• TEKST OM TE LEZEN:
- - -

Don Quichot, Reve en Zwagerman: literaire naamwoorden

Ilias, prozavertaling door Jan Hendrik Glazemaker, Amsterdam 1658

Heet homerisch lachen naar Homerus? (Ja, in zijn Ilias beschrijft hij hoe de hinkende Hephaestus ‘een onuitblusbaar gelach onder de goden’ deed opstijgen. We hebben trouwens ook een homerische strijd en de homerische vergelijking.)
Is een platonische liefde vernoemd naar Plato? (Ja, in zijn dialoog Symposion bespreekt hij de dialectiek der liefde, d.w.z. hoe het verlangen (eros) het lichamelijke overstijgt en zich uiteindelijk richt op de absolute schoonheid. Onze taal kent ook nog de platonische maaltijd, waarbij meer geredeneerd dan gegeten wordt.)
Danken we het sadisme aan markies de Sade? (Ja, Donatien Alphonse François Marquis de Sade (1740-1814) beschreef in verscheidene van zijn boeken varianten van de liefde die er niet om logen. Het masochisme komt van de Oostenrijkse schrijver en journalist Leopold Ritter von Sacher-Masoch (1836-1895), die, met name in Venis im Pelz (1870), schreef over de tegengestelde aandrang.)

De literatuur heeft de nodige bijvoeglijke en – in mindere mate – zelfstandige naamwoorden gegenereerd. In een paar gevallen zijn die voortgekomen uit de naam van een personage. Zoals datisme, een overbodige opeenstapeling van synoniemen. Het Eponiemenwoordenboek (Amsterdam, 1990) van Ewout Sanders vermeldt: `Datisme dankt zijn bestaan aan de Atheense blijspeldichter Aristophanes. In 421 voor Chr. liet deze in De Vrede een zekere Trygaeus zeggen: Welnu, dit is het! Hier komt het ouwe deuntje van Datis dat hij zong als hij zich aftrok tijdens het middaguur: “Ik ben verrukt, ik ben verheugen, ik ben in de wolken.”’

Een verhaal apart is dat van Pierre Abélard, ook bekend als Petrus Abaelardus, en Héloïse. Abélard (1079-1142) was een monnik en docent, Héloïse (1101-1164) was zijn ruim 20 jaar jongere pupil. Het leeftijdsverschil en de celibataire plicht weerhielden het stel niet van een gepassioneerde relatie, waaruit een zoon voortkwam, Astrolabus. Ze trouwden in het geheim maar moesten gescheiden verder leven. Ze werden beroemd door hun heftige correspondentie en werden pas in 1817 verenigd op de Parijse begraafplaats Père-Lachaise.

- - -

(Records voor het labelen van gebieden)

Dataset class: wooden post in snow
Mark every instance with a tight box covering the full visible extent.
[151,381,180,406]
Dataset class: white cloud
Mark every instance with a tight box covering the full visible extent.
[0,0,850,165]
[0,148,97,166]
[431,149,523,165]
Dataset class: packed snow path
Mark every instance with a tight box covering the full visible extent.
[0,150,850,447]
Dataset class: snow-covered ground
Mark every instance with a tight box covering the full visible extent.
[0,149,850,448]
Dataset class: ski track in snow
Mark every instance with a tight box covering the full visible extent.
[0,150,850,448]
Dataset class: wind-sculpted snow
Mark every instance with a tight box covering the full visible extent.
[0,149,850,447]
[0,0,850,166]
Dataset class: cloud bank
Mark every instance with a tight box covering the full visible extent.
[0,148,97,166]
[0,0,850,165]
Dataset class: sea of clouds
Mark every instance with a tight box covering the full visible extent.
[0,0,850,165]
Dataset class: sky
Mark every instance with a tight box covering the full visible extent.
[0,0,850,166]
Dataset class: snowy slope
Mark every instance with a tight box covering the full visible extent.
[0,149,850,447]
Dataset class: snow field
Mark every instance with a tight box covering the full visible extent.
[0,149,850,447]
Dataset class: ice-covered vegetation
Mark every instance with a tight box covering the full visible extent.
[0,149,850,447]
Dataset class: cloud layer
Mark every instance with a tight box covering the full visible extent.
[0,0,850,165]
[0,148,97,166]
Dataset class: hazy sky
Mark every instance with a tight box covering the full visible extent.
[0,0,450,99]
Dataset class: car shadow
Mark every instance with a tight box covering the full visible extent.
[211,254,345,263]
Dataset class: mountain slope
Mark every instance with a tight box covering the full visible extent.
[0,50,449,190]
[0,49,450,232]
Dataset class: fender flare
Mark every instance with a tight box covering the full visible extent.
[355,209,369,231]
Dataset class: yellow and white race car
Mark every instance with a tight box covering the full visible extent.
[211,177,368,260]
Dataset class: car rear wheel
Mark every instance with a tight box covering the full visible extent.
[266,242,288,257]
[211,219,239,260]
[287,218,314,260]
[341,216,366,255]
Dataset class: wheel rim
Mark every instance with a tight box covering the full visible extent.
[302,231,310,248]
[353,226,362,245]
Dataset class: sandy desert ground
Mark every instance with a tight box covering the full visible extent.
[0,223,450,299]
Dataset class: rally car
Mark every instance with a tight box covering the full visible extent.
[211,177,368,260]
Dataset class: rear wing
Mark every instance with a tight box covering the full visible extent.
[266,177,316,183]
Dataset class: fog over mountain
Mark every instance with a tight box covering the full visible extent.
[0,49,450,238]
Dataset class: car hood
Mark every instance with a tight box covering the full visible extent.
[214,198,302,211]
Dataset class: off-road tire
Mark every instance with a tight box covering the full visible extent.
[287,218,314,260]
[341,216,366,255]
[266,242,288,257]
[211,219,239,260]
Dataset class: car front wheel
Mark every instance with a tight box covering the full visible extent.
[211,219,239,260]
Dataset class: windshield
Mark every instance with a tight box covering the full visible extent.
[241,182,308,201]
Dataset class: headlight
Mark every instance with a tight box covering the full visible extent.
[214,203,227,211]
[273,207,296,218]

- - -

• OPDRACHT: Bewerk in de tekst over literaire naamwoorden alles van "Ilias, prozavertaling door" tot en met "de homerische vergelijking.)": zet "Odyssee" in de plaats van "Ilias" en schrijf dat stuk opnieuw op.

• GESCHREVEN ANTWOORD:
Odyssee, prozavertaling door Jan Hendrik Glazemaker, Amsterdam 1658

Heet homerisch lachen naar Homerus? (Ja, in zijn Odyssee beschrijft hij hoe de hinkende Hephaestus ‘een onuitblusbaar gelach onder de goden’ deed opstijgen. We hebben trouwens ook een homerische strijd en de homerische vergelijking.)